══ Available data ══

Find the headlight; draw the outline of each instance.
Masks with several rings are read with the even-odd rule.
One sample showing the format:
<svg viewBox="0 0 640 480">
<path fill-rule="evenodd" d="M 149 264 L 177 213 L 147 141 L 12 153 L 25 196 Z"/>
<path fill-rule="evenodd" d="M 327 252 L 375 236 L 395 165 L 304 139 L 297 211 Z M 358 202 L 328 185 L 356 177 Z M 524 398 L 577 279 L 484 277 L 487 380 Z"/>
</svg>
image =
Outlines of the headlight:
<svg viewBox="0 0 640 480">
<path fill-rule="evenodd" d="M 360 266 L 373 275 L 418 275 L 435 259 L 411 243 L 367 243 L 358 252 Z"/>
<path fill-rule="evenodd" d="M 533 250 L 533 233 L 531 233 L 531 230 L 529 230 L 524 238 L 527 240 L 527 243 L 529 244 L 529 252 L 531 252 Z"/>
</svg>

═══

- _Directions for this task_
Print out every entry, keeping each one exact.

- _Written response_
Find the headlight; draw the outline of each instance.
Masks with several rings are read with the even-odd rule.
One sample showing the format:
<svg viewBox="0 0 640 480">
<path fill-rule="evenodd" d="M 149 264 L 177 213 L 147 141 L 12 153 L 25 196 Z"/>
<path fill-rule="evenodd" d="M 327 252 L 375 236 L 395 165 L 304 139 L 297 211 Z M 358 202 L 328 185 L 356 177 Z M 524 398 L 577 279 L 484 277 L 487 380 Z"/>
</svg>
image =
Outlines of the headlight:
<svg viewBox="0 0 640 480">
<path fill-rule="evenodd" d="M 360 266 L 373 275 L 418 275 L 435 259 L 411 243 L 367 243 L 358 252 Z"/>
<path fill-rule="evenodd" d="M 533 250 L 533 233 L 531 233 L 531 230 L 529 230 L 524 238 L 527 240 L 527 243 L 529 244 L 529 252 L 531 252 Z"/>
</svg>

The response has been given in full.